• **Задание A**: Извлеките из текста о пьесе Уайльда «Вера» фрагмент между «И тем не менее» и «громогласном крике народов.» включительно.
• **Задание B**: Какой театр поставил пьесу в августе 1883 года, согласно тексту о пьесе Уайльда «Вера»?

╭─ Текст для чтения

И тем не менее лондонский театр «Адельфи» принял «Веру» к постановке, премьера должна была состояться 17 декабря 1881 года, однако за три недели до первого спектакля в газете появилось объявление таинственного содержания: «С учетом нынешнего политического климата в Англии, мистер Оскар Уайльд принял решение на время отложить постановку своей драмы». Под «политическим климатом в Англии» следовало понимать, скорее всего, два убийства, произошедших в 1881 году, — Александра II и американского президента Джеймса Гарфилда, к Англии, впрочем, непосредственного отношения не имевших. Эти убийства, надо полагать, и имел в виду Уайльд, когда писал в 1881 году Мари Прескотт о сотрясающем троны громогласном крике народов.
В любом случае «политический климат в Англии», что бы это словосочетание ни значило, спас Уайльда (о чем он тогда не подозревал) от провала. А вернее, отсрочил этот провал на полтора года: в августе 1883-го нью-йоркский «Юнион-сквер-тиэтр» все же поставил пьесу, причем с хорошим составом, однако бедная «Вера» не преуспела и за океаном. И это при том, что «американская» репутация Уайльда образца 1883 года была куда выше английской двухлетней давности. В заключение этой невеселой истории добавим, что Уайльд в отношении своих английских цензоров повел себя более чем лояльно. Когда в Америке его спросили, почему спектакль не состоялся, он уверенно ответил, что собственноручно принял это решение, так как не удалось «собрать подобающий состав исполнителей».

╰─
╭─ Сохранённые строки

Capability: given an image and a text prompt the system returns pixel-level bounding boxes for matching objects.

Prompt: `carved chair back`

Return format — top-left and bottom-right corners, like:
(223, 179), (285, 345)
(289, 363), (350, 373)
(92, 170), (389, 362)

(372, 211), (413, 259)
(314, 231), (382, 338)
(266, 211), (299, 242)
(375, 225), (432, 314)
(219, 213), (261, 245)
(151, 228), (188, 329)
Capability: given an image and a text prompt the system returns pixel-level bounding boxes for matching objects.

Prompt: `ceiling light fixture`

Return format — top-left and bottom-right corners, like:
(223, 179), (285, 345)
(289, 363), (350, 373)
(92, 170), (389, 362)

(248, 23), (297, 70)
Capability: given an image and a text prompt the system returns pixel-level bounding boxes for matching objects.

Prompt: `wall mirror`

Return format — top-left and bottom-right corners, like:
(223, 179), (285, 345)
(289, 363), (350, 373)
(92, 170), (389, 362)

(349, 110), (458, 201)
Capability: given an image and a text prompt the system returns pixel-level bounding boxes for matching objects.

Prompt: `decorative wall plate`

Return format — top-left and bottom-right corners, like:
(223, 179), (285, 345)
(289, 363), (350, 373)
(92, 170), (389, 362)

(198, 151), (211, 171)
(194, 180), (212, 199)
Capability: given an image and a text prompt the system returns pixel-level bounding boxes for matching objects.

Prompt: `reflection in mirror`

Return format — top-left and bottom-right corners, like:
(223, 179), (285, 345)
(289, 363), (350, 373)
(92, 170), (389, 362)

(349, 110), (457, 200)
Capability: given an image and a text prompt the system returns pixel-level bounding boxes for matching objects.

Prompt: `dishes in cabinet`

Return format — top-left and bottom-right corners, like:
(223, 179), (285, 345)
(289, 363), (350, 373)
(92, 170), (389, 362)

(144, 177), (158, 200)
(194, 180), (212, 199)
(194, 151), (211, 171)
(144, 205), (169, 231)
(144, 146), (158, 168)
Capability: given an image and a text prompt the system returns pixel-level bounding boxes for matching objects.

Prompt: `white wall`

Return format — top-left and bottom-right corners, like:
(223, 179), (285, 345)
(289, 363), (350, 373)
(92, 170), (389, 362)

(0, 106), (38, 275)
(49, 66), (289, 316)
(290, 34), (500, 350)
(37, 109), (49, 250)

╰─

• **Результат упражнения A**:
И тем не менее лондонский театр «Адельфи» принял «Веру» к постановке, премьера должна была состояться 17 декабря 1881 года, однако за три недели до первого спектакля в газете появилось объявление таинственного содержания: «С учетом нынешнего политического климата в Англии, мистер Оскар Уайльд принял решение на время отложить постановку своей драмы». Под «политическим климатом в Англии» следовало понимать, скорее всего, два убийства, произошедших в 1881 году, — Александра II и американского президента Джеймса Гарфилда, к Англии, впрочем, непосредственного отношения не имевших. Эти убийства, надо полагать, и имел в виду Уайльд, когда писал в 1881 году Мари Прескотт о сотрясающем троны громогласном крике народов.

• **Результат упражнения B**: Нью-йоркский «Юнион-сквер-тиэтр».